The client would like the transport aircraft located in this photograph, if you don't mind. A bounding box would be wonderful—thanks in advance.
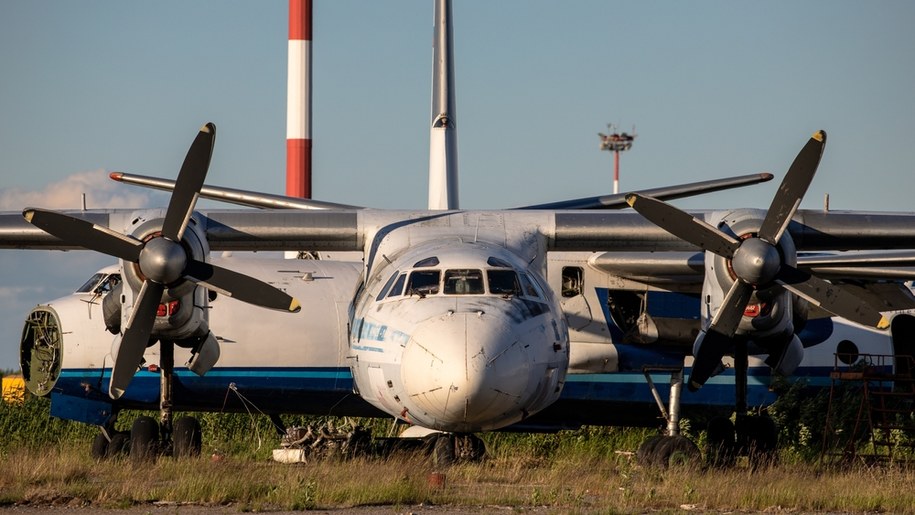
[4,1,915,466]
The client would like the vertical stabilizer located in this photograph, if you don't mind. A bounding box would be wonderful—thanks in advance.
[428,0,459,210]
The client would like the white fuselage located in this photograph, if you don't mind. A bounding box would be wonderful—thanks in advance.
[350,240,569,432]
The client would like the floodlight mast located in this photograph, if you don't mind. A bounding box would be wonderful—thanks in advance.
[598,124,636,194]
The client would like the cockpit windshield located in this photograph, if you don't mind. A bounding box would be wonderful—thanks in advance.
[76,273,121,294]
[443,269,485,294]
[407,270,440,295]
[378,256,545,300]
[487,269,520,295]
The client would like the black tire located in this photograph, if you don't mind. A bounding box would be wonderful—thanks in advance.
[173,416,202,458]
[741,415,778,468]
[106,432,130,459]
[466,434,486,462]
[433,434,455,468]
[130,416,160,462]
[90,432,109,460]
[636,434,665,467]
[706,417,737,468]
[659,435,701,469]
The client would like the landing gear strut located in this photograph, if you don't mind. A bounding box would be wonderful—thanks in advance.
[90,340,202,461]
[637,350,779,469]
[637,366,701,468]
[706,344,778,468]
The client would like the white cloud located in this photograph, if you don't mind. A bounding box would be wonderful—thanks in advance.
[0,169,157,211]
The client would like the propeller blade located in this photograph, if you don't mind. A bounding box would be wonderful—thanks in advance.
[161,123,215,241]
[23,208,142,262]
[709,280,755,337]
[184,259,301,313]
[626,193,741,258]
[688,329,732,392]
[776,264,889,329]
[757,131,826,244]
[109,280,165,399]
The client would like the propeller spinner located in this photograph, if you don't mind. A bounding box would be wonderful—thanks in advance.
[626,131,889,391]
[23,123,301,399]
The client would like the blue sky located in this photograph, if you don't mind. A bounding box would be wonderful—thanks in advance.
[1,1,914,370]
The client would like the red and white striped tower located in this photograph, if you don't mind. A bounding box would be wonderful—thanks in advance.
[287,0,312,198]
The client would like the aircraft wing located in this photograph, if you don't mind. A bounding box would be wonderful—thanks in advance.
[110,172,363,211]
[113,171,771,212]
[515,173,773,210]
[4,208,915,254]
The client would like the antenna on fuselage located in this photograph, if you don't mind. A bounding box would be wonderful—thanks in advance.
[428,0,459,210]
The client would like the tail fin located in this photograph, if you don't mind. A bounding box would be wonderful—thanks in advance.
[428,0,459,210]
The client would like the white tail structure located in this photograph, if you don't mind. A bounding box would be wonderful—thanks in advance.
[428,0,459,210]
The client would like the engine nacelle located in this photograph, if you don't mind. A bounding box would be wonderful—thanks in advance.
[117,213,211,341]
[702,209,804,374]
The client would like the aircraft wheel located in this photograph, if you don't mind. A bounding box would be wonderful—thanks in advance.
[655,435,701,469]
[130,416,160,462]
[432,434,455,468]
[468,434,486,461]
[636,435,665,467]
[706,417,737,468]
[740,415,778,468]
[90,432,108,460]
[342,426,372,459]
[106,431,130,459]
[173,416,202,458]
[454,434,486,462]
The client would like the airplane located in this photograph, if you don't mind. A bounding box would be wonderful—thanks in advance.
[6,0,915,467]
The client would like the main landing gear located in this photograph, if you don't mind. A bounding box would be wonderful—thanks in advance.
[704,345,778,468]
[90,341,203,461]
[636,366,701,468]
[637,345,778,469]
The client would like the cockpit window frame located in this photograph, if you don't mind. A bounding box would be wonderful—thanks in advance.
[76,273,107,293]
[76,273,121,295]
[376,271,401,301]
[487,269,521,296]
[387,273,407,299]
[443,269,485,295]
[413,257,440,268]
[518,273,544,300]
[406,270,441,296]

- - -

WORK INSTRUCTIONS:
Repeat every entry above exactly; images stay out of the copy.

PROBLEM SOLUTION:
The client would like the transport aircraft located in this photograph, if you don't mind. A bounding box would be wonderful—thanks in advance.
[4,1,915,466]
The client would like the vertical stabilizer located in this photograph, if you don't mind. A bounding box would be wonderful—thanks in advance.
[428,0,459,210]
The client would like the white fuselage located in this photograph, if you don't mind. A bounding box would be wonderful—thanks in advance.
[350,240,569,432]
The client would like the floodlight mast located in this photograph, if you don't mind. A bounding box would be wonderful—thanks in advance.
[598,124,636,194]
The client would like the cockpit windshield located in this photograph, if you don't mind. A bounding box would be wonderful—thanks in advance.
[76,273,121,294]
[443,269,485,294]
[407,270,440,295]
[378,256,545,300]
[487,269,520,295]
The client would like the black tire located in this photograph, if you don't mind. A bounding box would be wonderful—thanks in advance.
[173,416,202,458]
[741,415,778,468]
[106,432,130,459]
[466,434,486,462]
[433,434,455,468]
[130,416,160,462]
[90,432,109,460]
[636,434,665,467]
[706,417,737,468]
[659,435,701,469]
The client would like the landing gear strut located in this photograph, if you don't mind. A bounding box would be wonderful—thanks in advance.
[90,340,202,461]
[637,350,779,469]
[637,366,701,468]
[706,344,778,468]
The client would like the white cloud located in this photograph, if you don't mind. A bounding box would be wonderful—thanks in advance.
[0,169,157,211]
The client would like the propeller blade located in this photograph, if you don't mind. A bounding box would be wonderful—thanks in advance.
[161,123,215,241]
[23,208,142,262]
[709,280,755,337]
[184,259,301,313]
[626,193,741,258]
[688,329,732,392]
[776,264,889,329]
[757,131,826,244]
[109,280,165,399]
The client would like the propeller spinner located in this photograph, if you don't mind. A bounding box would be wonderful—thanks in advance.
[626,131,889,391]
[23,123,301,399]
The client would like the blue sky located in this photograph, if you don't mind. A bounding box would be wonderful—thanks in advance.
[1,1,914,370]
The client would like the red and white striped tower located in this photograph, if you don't mind. A bounding box would be wonderful—thanks in advance.
[287,0,312,198]
The client would like the aircraft wing located in this photograph, if you don't mind. A bounding box would be wonderful—thanks in advance.
[110,172,363,211]
[113,171,771,212]
[515,173,773,210]
[4,208,915,254]
The client would like the antenna on fuselage located in this photograph, if you don't mind. A bounding box would be wonderful—thanks in advance.
[428,0,459,210]
The client would like the tail fin located in this photograph, if you don't mind. A bounding box would be wonderful—thanks in advance.
[428,0,459,210]
The client would like the white tail structure located in this photograph, if you don't mind. A bounding box would be wonderful—thanks in advance.
[428,0,459,210]
The client would like the engine nacelle located in this photograph, if you don't mind. A bounding box would be wonderful—thanks in advance.
[117,213,211,341]
[702,209,804,374]
The client would like the aircraft wheel located in this photograph, if you don't mind. A bounding box would be wonderful—thanks in advance.
[655,435,701,469]
[130,416,160,462]
[432,434,455,468]
[468,434,486,461]
[636,435,665,467]
[706,417,737,468]
[740,415,778,468]
[90,432,108,460]
[342,426,372,459]
[106,431,130,459]
[173,416,202,458]
[454,434,486,462]
The client would like the airplane located in this photograph, if you don't mind. A bounding box would be wonderful—thanks in advance.
[6,0,915,467]
The client would like the main landing gear located in this photograph, if you don't mind. A bounding box would be wonderful—thanks in advance.
[704,345,778,468]
[90,341,203,461]
[636,366,701,468]
[637,345,778,469]
The client would like the cockpit window frame located in this photograph, if you don't mind. A bounding box would be wonderful—thanks in advance.
[76,273,107,293]
[76,273,121,295]
[376,271,401,301]
[487,269,521,296]
[387,273,407,299]
[443,269,485,295]
[413,257,440,268]
[518,273,544,300]
[406,270,441,296]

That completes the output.